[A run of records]
========================================
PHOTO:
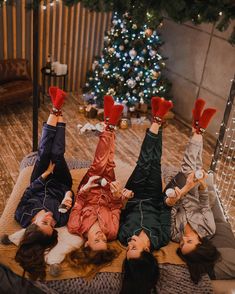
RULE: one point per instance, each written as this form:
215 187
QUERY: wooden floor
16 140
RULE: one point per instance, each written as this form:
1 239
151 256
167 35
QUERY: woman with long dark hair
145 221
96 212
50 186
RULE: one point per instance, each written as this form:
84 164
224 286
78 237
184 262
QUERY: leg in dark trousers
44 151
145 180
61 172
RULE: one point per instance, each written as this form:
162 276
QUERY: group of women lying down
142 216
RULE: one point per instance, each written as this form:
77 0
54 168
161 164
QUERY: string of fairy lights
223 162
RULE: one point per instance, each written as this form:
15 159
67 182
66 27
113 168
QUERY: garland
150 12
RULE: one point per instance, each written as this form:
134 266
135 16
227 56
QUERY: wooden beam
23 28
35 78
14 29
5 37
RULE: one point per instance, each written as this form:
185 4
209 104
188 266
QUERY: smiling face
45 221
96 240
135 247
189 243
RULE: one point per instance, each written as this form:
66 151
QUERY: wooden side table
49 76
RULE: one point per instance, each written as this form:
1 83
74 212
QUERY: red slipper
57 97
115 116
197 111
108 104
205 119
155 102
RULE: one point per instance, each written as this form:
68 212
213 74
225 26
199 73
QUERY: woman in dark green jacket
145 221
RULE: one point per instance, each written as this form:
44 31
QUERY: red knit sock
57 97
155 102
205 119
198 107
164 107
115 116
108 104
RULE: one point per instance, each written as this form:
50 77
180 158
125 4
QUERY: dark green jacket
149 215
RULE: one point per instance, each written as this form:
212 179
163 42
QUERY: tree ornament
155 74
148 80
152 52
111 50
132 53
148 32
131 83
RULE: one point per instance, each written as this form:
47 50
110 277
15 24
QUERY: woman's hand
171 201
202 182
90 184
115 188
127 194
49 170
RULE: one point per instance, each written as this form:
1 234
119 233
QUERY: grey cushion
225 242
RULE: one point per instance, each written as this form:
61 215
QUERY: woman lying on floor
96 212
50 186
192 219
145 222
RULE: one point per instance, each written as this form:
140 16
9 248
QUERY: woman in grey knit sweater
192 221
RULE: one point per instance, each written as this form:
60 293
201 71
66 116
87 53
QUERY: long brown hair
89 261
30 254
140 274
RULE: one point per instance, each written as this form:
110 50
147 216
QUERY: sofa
========================================
§ **DIRECTIONS**
Report each line of the rows above that contains the word "dark". Only matches in the same case count.

§ **TASK ANSWER**
QUERY: woman with long dark hair
QUERY: leg in dark trousers
QUERY: woman in dark green jacket
QUERY: dark green jacket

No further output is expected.